OBJECTIVE: Copy the listing from the line containing "Wildlife-tally request: point out every instance of the roof" through the end, replacing "pretty-printed" with "indented" and leaving everything else unchanged.

-- Start of RECORDED DATA --

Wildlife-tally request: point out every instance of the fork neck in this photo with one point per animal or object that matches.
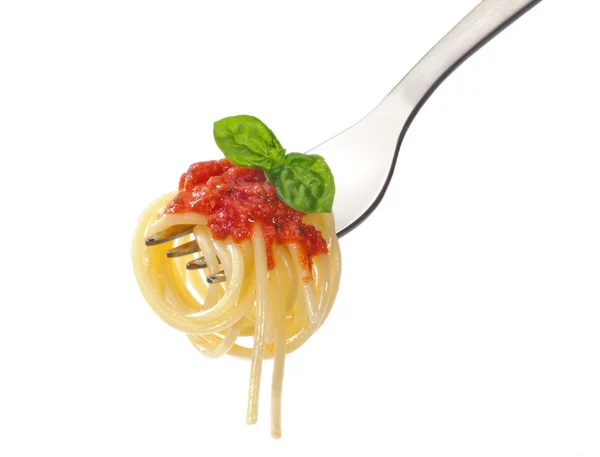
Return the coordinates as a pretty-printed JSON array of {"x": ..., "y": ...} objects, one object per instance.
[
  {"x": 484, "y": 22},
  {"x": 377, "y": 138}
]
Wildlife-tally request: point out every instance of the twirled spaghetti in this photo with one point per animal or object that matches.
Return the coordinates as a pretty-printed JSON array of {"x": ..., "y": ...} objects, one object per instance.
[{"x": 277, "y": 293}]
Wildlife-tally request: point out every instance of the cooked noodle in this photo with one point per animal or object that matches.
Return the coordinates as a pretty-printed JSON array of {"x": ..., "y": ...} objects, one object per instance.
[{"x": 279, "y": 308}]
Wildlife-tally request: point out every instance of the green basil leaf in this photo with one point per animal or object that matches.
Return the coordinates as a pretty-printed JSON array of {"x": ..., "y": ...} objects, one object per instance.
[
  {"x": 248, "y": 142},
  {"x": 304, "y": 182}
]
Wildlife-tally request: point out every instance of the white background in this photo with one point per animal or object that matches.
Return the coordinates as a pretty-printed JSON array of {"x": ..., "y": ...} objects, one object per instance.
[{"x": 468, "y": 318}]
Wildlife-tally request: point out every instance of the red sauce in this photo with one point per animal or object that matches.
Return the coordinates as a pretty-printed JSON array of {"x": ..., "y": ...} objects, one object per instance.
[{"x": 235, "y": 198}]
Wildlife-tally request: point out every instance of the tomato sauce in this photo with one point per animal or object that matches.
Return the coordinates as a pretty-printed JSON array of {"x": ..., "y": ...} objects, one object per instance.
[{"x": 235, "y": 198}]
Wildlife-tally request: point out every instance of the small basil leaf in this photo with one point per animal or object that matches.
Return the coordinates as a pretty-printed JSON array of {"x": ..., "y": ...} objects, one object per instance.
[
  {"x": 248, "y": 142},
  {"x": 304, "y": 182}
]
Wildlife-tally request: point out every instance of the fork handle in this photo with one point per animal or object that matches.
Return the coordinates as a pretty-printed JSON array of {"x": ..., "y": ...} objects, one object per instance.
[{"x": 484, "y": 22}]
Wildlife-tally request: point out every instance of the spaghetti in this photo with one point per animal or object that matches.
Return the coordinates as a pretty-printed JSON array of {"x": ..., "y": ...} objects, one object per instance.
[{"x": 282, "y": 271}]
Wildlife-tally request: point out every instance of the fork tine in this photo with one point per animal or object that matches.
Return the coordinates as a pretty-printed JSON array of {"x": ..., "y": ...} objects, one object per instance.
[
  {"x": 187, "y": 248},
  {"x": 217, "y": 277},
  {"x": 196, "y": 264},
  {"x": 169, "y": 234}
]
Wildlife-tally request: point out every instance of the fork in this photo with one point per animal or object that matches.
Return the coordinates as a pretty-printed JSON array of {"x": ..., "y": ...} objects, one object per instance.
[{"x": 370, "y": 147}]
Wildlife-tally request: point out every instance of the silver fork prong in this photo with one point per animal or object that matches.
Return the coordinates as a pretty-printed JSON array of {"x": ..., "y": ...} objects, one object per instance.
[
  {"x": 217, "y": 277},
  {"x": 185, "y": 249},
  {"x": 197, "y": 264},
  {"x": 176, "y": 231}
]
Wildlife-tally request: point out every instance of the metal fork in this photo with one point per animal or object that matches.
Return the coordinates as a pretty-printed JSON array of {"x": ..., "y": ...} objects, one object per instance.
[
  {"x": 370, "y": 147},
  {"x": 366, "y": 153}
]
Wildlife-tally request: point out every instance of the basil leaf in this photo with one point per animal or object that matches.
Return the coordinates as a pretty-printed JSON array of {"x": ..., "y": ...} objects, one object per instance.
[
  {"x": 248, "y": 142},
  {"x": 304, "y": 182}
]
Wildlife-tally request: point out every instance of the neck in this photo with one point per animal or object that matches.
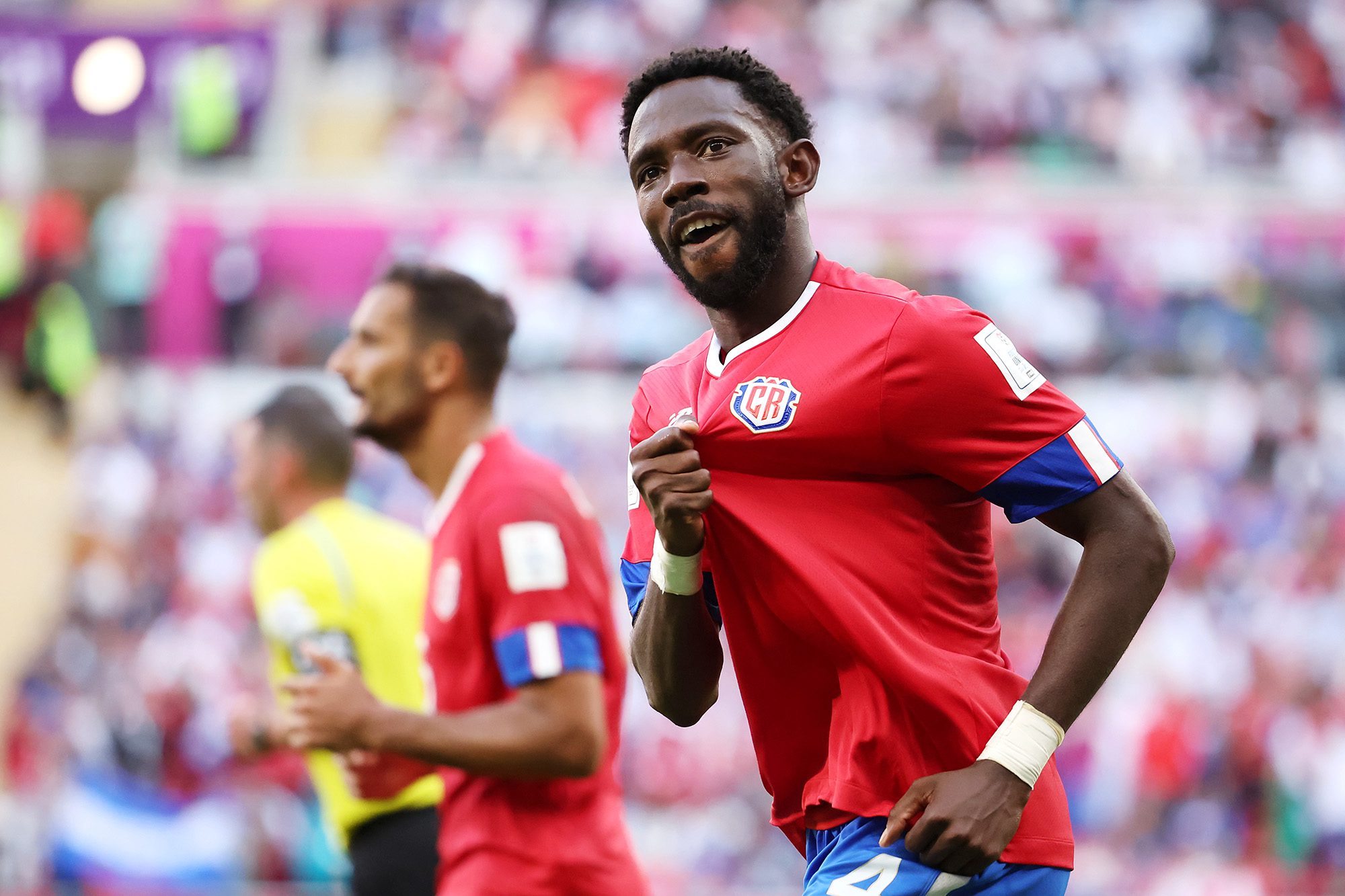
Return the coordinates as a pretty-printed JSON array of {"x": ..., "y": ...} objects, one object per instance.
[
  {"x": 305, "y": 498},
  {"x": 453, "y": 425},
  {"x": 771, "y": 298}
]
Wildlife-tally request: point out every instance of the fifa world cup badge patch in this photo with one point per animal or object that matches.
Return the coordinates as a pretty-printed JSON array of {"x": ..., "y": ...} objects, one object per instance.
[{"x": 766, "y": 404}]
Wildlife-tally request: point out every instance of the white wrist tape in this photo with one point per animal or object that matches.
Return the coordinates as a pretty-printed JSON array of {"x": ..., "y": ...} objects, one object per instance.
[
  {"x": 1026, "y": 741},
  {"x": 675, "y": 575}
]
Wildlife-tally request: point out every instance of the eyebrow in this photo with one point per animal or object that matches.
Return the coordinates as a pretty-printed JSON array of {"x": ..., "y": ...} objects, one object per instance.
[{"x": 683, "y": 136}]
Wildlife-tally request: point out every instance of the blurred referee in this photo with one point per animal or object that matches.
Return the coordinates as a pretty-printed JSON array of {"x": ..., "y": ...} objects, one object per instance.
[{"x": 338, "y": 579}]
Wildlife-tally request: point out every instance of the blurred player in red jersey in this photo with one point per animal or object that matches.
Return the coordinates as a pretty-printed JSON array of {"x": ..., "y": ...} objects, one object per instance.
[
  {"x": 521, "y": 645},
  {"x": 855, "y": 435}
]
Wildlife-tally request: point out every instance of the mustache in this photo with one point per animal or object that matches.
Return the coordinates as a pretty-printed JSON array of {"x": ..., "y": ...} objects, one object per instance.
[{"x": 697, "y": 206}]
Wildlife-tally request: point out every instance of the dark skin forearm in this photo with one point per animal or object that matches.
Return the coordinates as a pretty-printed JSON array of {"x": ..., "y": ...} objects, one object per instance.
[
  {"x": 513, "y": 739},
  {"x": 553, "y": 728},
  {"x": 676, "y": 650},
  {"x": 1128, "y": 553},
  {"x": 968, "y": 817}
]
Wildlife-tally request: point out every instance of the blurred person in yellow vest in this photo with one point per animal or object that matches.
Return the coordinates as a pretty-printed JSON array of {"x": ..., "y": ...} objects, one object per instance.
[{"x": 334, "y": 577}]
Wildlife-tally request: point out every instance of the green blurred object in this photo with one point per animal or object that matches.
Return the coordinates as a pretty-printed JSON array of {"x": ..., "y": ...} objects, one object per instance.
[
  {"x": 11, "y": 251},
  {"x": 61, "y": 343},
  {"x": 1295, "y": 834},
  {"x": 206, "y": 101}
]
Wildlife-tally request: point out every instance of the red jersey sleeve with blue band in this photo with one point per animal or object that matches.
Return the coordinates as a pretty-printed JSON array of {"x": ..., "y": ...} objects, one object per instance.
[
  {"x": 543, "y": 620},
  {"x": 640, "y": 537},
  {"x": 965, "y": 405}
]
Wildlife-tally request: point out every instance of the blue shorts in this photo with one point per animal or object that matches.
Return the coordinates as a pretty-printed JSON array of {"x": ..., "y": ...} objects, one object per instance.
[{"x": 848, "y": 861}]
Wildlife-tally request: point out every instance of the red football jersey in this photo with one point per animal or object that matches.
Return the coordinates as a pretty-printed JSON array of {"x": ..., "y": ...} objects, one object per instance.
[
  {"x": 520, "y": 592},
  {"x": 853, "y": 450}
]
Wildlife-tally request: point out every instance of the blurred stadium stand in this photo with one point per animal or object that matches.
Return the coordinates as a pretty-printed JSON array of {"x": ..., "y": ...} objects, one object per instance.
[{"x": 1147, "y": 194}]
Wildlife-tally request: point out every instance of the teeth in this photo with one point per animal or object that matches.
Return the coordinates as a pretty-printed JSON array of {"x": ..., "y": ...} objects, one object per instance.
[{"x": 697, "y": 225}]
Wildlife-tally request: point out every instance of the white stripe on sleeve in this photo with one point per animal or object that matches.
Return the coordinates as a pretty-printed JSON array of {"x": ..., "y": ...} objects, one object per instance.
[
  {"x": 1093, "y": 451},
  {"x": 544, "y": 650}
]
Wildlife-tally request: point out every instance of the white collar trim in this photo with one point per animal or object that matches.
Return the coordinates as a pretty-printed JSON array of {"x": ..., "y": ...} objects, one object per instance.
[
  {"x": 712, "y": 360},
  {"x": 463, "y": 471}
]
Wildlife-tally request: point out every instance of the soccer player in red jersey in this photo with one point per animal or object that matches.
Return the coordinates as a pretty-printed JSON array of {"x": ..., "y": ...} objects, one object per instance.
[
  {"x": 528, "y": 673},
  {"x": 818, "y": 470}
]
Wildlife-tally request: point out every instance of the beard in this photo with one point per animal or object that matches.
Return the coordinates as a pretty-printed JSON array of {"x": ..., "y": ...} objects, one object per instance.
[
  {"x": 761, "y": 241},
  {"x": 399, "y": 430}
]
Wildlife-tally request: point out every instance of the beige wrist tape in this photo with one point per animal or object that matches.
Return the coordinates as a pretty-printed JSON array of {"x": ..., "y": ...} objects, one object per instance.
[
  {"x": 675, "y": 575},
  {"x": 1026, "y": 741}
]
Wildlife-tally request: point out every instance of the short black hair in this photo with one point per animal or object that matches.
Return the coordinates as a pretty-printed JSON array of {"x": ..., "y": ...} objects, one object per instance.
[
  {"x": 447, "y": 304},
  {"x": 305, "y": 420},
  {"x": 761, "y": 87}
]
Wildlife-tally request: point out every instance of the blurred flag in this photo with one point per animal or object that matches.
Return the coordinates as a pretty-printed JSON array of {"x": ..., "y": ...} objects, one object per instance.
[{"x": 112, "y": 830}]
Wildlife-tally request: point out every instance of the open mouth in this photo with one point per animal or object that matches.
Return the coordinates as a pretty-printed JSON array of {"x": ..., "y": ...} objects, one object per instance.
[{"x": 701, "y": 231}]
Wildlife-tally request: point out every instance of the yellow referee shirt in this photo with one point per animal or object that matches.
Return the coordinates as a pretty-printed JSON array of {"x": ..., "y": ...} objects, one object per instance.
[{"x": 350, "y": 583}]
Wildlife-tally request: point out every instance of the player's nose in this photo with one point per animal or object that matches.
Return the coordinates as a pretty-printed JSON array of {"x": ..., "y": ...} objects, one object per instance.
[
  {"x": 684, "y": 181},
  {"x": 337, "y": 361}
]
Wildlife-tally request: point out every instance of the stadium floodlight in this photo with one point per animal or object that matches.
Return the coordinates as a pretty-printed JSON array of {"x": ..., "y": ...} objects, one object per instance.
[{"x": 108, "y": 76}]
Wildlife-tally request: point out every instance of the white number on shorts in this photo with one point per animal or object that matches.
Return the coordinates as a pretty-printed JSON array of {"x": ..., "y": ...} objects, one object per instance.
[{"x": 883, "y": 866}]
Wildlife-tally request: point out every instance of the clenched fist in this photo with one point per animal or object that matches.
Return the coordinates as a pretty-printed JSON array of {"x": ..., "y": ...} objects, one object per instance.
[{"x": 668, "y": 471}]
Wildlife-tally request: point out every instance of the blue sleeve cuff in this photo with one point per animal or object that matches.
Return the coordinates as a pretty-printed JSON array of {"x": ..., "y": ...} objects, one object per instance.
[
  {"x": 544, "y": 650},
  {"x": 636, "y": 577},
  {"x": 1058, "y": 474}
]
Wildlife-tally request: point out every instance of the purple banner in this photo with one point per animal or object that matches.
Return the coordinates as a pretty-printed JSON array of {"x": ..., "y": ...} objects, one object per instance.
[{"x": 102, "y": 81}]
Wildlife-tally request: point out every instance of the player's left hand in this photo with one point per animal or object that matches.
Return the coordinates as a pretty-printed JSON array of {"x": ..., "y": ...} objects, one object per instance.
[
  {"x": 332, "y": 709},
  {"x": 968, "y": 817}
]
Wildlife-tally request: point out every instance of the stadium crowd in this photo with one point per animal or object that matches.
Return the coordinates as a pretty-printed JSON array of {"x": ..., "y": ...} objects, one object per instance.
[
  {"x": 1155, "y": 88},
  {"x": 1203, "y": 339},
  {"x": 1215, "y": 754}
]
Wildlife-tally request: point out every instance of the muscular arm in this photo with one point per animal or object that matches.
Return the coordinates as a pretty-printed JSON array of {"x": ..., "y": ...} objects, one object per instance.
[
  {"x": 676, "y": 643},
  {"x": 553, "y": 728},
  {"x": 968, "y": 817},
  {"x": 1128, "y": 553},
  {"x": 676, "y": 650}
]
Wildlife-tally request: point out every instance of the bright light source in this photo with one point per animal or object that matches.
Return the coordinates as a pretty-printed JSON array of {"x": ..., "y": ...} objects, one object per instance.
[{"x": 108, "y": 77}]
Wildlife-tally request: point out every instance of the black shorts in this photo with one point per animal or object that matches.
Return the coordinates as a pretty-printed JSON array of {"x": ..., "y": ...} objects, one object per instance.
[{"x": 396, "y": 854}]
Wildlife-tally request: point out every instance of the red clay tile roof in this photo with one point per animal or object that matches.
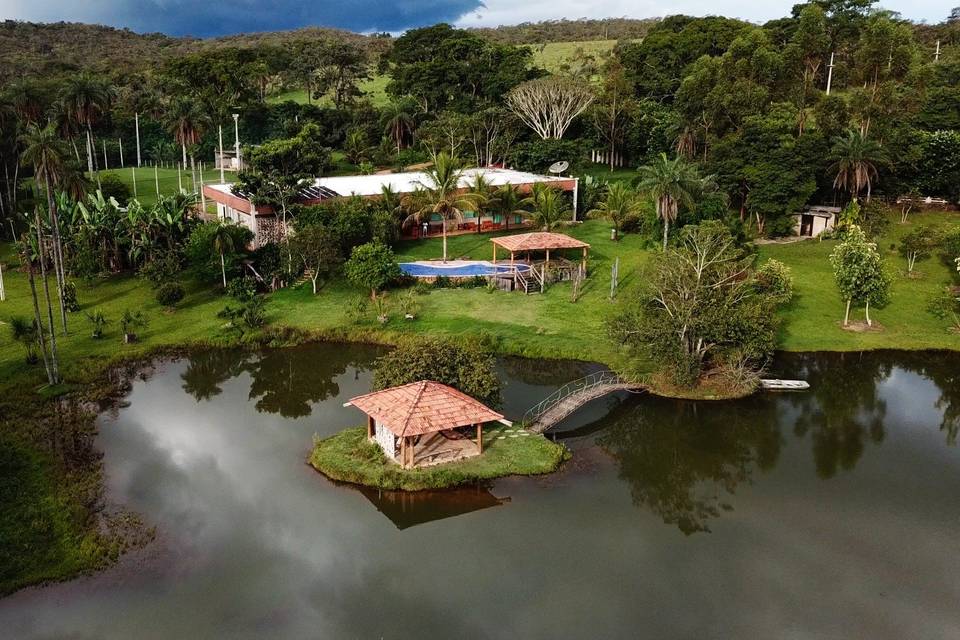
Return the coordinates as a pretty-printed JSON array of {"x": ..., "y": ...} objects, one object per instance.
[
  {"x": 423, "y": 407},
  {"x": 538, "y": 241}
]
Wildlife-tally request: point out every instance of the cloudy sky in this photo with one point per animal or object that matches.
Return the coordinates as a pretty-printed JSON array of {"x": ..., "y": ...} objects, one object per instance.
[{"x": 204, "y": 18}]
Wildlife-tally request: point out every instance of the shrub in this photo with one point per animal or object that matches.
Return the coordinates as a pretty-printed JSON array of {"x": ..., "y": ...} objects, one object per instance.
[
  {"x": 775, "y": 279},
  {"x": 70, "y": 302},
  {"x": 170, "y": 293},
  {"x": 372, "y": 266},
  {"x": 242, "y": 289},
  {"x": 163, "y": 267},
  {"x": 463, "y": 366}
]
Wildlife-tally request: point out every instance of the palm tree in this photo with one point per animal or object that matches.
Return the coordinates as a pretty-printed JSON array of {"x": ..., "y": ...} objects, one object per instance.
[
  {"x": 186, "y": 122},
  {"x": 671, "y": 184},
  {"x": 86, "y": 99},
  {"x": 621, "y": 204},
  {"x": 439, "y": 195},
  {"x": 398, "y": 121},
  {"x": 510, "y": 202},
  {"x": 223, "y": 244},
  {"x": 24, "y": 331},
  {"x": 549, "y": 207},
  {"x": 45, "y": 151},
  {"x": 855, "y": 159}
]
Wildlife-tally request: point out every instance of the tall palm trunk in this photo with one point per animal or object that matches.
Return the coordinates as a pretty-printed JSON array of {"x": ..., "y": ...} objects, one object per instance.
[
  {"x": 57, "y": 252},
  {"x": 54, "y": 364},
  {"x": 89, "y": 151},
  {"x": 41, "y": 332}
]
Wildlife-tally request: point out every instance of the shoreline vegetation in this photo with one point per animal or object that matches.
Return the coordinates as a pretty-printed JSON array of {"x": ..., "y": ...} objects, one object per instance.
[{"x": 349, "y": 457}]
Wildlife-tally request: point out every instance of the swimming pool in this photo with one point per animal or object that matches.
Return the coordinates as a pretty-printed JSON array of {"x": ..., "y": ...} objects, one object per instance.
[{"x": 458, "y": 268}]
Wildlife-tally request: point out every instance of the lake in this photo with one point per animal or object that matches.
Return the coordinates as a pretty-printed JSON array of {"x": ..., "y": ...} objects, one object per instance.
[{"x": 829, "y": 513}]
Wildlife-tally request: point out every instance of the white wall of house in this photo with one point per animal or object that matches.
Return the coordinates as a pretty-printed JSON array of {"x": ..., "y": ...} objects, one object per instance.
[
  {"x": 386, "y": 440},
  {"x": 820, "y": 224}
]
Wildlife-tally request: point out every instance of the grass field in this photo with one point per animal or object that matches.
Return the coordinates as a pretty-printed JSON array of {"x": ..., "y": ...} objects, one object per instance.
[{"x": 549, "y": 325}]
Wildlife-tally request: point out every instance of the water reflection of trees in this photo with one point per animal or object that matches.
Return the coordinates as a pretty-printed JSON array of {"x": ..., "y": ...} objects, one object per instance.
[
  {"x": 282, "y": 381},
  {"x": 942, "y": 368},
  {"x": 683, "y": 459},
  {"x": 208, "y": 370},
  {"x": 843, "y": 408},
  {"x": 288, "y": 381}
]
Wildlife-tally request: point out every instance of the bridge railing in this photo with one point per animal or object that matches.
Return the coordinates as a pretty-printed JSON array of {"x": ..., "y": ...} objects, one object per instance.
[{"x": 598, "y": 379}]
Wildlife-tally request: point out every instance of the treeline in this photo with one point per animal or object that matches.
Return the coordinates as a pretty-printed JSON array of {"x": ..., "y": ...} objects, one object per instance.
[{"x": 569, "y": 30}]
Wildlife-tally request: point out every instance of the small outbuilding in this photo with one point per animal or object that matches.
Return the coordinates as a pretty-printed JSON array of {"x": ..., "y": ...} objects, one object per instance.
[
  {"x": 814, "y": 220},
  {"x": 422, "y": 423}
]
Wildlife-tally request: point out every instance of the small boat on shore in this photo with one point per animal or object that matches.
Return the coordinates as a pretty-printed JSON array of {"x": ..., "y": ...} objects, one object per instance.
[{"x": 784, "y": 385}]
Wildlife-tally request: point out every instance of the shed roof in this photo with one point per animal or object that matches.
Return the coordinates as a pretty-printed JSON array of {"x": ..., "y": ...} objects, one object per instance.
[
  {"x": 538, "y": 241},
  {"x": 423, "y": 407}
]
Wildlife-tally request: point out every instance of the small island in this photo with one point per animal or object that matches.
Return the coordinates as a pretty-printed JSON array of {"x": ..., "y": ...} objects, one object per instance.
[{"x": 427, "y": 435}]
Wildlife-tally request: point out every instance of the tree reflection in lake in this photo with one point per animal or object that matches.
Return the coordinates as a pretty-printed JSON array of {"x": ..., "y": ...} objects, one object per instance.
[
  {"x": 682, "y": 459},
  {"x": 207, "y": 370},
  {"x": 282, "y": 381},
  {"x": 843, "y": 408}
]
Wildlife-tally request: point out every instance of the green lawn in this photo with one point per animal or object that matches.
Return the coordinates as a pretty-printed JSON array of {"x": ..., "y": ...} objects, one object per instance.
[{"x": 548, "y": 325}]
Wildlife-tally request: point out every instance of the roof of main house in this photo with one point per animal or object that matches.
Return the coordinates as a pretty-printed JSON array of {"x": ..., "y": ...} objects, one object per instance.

-- End of RECORDED DATA --

RESPONSE:
Wildlife-tally request: point out every instance of the roof of main house in this photo with one point per animal or object that matches.
Return the coordinates as a indented JSON array of {"x": ..., "y": ...} objects, one object per instance.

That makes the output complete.